YOUR GOAL |
What lines in the records below include the word "formatted"? Return each one.

───── RECORDS TO USE ─────

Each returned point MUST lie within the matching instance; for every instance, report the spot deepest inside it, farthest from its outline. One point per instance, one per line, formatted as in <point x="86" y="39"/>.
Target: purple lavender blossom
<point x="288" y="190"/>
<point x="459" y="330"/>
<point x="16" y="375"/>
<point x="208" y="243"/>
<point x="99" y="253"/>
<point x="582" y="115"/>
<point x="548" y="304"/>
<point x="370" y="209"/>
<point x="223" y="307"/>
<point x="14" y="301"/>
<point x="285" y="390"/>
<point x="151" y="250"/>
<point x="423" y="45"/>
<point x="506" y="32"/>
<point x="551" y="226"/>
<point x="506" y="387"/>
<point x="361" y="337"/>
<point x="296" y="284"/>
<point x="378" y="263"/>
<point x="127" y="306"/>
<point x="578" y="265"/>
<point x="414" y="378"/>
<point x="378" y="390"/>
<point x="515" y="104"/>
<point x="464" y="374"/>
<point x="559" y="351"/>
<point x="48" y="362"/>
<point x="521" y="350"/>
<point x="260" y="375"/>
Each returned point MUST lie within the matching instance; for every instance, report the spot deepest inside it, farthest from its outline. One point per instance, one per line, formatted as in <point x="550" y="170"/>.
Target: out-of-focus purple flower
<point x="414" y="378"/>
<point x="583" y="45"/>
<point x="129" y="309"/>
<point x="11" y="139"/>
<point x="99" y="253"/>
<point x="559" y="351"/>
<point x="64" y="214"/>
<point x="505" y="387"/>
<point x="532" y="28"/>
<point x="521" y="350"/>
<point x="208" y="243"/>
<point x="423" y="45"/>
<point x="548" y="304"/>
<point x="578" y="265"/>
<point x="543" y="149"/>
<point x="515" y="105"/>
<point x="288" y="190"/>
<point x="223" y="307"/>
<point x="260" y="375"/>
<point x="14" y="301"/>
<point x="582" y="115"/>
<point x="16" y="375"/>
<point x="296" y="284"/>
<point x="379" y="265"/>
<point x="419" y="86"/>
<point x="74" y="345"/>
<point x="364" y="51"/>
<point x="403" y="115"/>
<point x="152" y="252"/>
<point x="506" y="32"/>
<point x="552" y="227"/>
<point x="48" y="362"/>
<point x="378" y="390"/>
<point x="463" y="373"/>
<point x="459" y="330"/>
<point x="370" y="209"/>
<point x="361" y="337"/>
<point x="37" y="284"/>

─────

ANSWER SPACE |
Each returned point MUST lie within the matching instance; for every instance, report the spot deepest inside it, farthest from its outline. One point per instance, one per line, formatted as in <point x="86" y="39"/>.
Each returned point MUST lie within the matching instance; for every instance, report the spot deepest inside it, farthest from its outline. One point per instance, one per line, formatted as in <point x="550" y="170"/>.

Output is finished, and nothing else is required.